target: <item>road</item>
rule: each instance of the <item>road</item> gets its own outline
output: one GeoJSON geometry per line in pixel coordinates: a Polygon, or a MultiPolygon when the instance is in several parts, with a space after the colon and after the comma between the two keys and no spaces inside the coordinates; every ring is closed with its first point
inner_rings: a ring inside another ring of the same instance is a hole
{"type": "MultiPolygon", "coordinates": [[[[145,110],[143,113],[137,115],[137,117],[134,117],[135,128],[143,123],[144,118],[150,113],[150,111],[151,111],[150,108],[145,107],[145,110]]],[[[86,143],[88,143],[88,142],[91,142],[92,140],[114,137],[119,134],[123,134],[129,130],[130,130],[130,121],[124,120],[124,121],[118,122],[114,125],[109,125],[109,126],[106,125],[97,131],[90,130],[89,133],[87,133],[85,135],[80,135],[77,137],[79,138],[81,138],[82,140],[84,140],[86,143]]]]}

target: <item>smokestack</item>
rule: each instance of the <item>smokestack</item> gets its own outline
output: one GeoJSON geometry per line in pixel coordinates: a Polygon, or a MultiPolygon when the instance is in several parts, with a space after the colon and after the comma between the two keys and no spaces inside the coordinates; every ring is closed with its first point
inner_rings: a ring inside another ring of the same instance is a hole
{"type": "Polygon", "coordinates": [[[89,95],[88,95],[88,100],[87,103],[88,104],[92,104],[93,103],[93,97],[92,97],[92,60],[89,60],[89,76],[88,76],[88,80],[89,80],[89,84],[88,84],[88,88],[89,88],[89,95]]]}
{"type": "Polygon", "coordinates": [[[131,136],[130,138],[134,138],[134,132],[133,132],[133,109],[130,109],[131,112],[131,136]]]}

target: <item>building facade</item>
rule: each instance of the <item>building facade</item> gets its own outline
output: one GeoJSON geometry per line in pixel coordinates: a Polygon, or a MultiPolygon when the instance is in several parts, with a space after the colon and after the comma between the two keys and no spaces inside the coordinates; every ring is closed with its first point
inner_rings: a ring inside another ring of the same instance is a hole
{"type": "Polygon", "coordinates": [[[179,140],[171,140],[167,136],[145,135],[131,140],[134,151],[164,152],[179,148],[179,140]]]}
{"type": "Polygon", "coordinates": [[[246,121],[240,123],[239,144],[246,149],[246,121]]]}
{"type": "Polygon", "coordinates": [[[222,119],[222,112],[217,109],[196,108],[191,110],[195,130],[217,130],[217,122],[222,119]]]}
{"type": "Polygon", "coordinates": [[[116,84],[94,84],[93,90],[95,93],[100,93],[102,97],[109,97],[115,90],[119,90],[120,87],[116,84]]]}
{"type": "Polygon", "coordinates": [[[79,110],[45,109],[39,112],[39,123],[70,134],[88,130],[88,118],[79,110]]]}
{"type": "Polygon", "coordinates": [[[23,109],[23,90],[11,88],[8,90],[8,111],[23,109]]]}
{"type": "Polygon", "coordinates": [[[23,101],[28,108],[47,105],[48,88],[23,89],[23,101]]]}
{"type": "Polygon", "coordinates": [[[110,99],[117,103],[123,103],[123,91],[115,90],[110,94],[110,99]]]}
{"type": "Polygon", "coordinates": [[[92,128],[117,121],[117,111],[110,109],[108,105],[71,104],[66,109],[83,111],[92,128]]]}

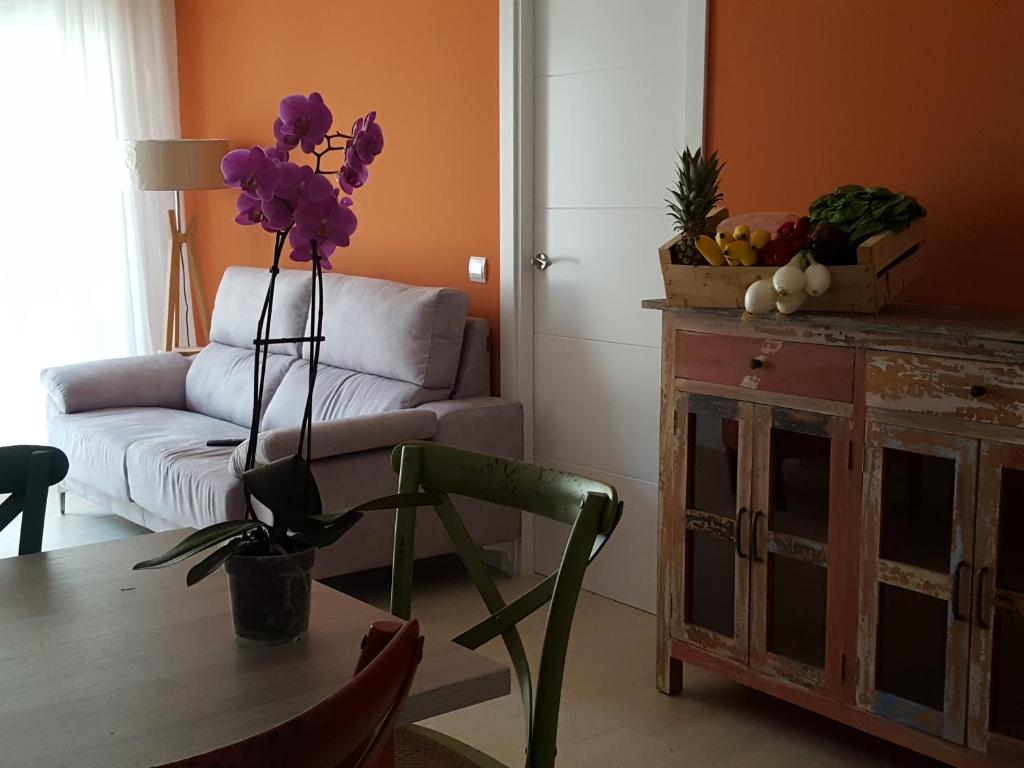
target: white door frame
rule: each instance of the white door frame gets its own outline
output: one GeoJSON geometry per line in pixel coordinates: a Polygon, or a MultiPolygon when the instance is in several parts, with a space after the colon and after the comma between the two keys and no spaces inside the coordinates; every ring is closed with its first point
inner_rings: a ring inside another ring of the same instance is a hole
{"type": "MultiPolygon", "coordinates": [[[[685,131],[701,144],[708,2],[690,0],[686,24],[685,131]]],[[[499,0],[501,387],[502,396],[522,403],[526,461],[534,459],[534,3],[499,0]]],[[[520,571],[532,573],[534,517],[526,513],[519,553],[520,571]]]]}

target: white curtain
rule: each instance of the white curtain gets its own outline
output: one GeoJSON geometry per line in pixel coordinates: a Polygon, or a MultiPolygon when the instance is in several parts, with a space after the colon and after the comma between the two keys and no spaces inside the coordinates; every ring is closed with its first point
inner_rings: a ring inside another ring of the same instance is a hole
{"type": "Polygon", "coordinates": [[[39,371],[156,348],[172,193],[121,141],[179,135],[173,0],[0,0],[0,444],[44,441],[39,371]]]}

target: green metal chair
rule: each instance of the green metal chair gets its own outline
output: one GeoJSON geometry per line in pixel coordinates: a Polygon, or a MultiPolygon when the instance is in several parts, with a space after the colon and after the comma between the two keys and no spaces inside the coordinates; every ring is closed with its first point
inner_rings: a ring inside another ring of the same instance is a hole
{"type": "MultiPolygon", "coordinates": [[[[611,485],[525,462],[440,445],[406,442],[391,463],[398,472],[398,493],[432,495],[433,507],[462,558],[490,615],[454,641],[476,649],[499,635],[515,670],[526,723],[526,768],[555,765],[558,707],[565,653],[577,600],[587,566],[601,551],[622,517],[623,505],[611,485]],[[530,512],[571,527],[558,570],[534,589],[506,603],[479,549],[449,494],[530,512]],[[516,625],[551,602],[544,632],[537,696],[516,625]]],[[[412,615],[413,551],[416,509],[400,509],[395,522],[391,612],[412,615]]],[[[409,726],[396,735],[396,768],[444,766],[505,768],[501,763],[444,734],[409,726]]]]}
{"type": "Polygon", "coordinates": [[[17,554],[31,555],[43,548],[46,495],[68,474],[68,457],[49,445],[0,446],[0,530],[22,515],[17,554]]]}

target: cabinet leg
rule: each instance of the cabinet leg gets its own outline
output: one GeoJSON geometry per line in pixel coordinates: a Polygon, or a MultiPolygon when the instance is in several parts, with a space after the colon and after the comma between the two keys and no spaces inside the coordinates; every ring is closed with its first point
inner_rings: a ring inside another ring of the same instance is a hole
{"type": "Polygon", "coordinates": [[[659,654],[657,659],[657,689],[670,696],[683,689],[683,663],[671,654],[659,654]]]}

....

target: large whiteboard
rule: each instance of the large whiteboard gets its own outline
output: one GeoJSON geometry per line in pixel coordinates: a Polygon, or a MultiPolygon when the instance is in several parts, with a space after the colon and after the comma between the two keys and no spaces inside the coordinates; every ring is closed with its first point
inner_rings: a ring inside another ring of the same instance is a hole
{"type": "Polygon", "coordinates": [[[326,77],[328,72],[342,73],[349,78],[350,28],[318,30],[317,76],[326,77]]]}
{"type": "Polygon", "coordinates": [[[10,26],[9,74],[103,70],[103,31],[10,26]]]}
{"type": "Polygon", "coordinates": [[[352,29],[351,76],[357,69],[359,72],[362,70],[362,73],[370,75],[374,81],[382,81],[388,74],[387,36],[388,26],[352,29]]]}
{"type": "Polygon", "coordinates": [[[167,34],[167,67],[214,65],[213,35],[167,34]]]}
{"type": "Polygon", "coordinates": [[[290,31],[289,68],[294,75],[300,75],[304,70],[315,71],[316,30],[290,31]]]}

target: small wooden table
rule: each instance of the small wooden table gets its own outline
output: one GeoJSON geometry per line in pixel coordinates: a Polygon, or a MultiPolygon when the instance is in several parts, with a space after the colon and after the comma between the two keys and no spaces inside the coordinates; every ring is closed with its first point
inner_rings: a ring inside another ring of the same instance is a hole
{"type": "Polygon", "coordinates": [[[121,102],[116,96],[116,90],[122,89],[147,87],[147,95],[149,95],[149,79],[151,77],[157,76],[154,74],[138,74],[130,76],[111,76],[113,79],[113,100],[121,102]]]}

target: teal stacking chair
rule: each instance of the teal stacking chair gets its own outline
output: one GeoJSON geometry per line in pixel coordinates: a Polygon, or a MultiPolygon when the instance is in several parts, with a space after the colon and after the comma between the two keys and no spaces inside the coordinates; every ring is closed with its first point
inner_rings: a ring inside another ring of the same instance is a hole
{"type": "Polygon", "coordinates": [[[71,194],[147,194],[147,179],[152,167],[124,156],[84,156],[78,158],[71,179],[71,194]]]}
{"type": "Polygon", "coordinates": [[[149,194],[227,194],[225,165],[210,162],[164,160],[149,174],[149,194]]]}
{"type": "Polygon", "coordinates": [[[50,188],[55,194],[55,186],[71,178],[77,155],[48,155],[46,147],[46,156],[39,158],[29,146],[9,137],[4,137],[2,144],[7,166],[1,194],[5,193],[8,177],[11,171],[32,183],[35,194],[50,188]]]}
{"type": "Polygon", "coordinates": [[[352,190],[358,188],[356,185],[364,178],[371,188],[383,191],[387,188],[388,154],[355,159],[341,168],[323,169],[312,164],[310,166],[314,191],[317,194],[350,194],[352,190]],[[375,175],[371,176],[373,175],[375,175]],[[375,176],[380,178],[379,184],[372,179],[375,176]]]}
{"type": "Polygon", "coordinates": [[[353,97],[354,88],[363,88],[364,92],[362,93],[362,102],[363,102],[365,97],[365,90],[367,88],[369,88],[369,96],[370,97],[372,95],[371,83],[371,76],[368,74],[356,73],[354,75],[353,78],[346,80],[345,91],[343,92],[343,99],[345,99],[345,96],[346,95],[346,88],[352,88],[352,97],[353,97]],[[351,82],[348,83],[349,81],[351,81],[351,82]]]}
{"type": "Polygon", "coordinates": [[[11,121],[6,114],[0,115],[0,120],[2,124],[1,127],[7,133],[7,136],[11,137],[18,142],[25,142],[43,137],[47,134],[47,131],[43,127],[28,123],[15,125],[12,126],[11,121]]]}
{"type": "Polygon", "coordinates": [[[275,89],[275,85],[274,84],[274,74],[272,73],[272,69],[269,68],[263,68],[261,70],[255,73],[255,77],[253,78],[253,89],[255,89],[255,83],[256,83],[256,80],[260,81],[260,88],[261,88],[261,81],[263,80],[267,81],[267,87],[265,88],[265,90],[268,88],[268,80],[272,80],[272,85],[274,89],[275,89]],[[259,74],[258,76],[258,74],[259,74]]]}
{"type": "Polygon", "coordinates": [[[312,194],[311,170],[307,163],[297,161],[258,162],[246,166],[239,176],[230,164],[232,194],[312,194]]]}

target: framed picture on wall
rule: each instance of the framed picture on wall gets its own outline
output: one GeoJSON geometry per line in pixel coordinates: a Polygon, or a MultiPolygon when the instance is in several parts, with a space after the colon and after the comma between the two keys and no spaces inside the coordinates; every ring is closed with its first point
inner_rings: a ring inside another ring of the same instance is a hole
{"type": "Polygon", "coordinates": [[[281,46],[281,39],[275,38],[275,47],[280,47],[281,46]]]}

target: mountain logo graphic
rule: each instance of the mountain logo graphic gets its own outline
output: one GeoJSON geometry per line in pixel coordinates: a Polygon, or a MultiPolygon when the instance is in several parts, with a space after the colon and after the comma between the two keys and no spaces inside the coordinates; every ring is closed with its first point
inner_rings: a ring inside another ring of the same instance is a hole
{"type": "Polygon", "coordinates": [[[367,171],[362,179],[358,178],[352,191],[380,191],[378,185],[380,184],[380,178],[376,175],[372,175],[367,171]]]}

....

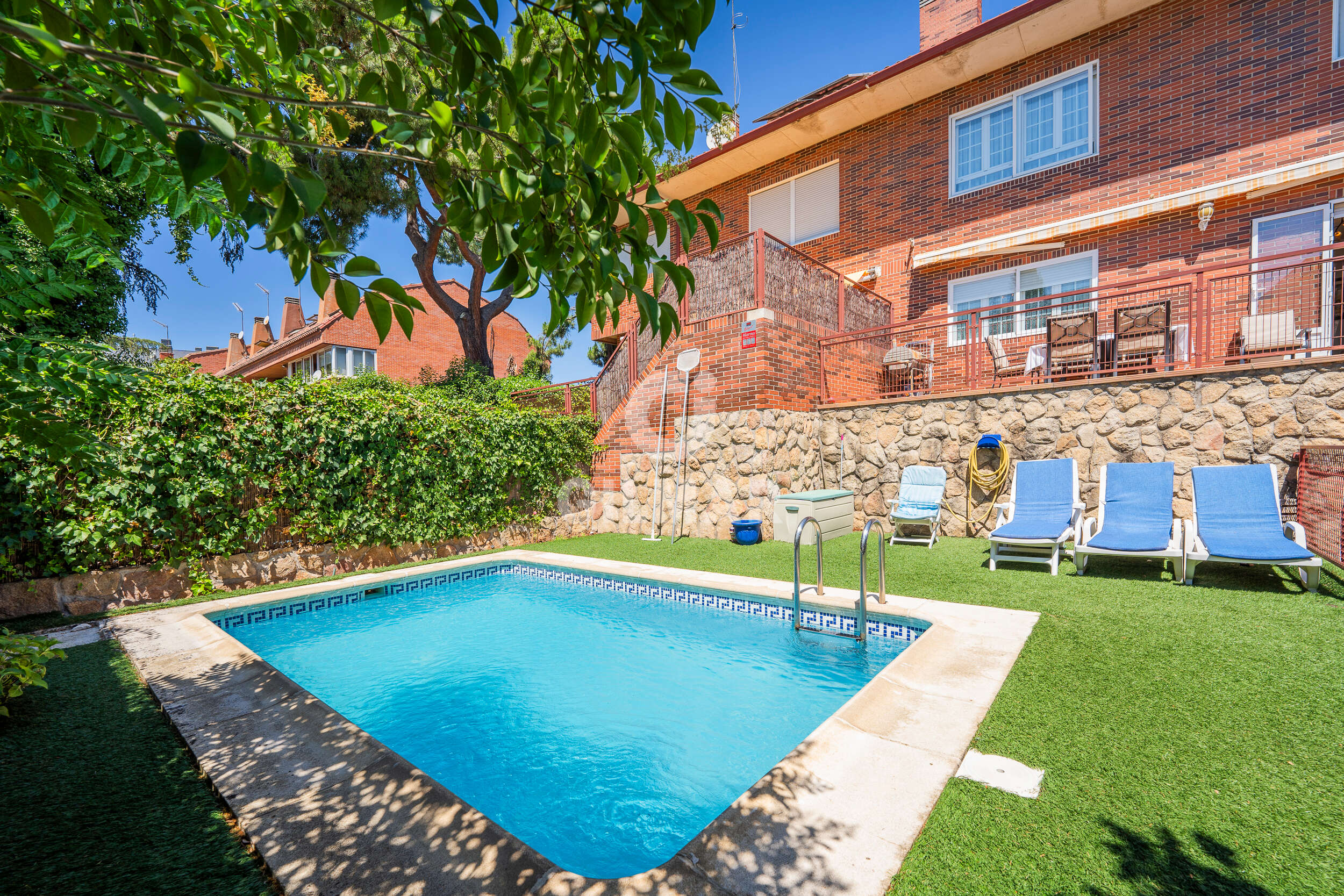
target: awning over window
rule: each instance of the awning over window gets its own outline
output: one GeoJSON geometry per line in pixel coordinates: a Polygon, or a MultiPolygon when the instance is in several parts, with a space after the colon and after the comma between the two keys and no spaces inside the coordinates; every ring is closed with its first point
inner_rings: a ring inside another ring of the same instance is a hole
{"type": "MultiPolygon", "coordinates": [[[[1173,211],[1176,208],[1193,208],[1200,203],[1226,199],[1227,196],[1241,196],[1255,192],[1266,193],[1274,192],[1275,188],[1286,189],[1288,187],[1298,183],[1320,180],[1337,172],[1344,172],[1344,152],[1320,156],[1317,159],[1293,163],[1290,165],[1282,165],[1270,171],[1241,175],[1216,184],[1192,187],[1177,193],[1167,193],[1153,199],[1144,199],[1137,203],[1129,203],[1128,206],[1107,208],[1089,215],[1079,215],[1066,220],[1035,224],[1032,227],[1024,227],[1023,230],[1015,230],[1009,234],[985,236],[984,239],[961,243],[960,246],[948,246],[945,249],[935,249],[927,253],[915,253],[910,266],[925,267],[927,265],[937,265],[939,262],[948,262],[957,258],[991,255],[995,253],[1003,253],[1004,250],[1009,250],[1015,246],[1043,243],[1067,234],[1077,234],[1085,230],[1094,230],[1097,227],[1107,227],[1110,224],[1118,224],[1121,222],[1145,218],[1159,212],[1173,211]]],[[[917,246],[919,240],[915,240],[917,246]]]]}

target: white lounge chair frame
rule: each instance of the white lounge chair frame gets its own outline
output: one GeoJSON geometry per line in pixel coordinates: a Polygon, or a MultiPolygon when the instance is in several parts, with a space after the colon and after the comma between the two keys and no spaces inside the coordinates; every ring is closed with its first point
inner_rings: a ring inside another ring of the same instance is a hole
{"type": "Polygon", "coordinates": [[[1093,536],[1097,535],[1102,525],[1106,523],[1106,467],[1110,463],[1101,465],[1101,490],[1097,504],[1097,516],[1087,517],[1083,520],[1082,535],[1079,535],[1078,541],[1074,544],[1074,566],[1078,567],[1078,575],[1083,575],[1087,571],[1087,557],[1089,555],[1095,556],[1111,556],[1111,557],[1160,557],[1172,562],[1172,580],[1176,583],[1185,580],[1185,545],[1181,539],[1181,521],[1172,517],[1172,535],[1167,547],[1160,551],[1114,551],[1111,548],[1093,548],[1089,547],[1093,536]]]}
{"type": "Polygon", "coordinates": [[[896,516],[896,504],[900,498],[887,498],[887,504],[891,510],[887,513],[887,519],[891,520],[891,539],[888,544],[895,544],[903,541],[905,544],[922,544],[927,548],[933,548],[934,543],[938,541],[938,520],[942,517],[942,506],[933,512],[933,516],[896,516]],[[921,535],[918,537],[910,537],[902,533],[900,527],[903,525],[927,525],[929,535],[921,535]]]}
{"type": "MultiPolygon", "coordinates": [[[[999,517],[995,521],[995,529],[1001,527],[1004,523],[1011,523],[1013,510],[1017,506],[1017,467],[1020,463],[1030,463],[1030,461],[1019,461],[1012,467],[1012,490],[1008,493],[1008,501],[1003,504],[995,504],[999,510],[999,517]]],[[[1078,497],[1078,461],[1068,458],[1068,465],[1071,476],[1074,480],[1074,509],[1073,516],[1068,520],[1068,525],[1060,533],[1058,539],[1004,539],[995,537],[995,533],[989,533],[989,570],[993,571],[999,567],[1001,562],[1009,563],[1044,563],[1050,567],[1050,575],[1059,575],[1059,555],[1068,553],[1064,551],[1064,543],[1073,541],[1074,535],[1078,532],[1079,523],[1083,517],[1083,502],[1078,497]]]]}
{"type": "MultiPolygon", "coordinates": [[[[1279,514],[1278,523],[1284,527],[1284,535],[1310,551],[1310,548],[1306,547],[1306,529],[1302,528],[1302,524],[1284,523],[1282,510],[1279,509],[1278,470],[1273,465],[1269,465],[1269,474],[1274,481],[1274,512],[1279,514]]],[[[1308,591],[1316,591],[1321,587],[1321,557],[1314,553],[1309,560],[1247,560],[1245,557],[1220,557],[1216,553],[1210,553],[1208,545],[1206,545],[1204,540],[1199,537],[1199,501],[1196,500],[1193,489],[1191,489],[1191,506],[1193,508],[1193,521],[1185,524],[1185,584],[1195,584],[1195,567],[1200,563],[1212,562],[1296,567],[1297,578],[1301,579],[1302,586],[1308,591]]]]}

....

§ **INSTRUCTIONS FOR THE TASK**
Write out the part of the entries that opens with the line containing "target: <item>building facade</item>" and closes with the line containing "rule: each instance of the <item>building", copying those lines exactly.

§ **EXERCISE SOLUTION**
target: <item>building facade</item>
rule: each instance of the <item>building facade</item> gets its own outline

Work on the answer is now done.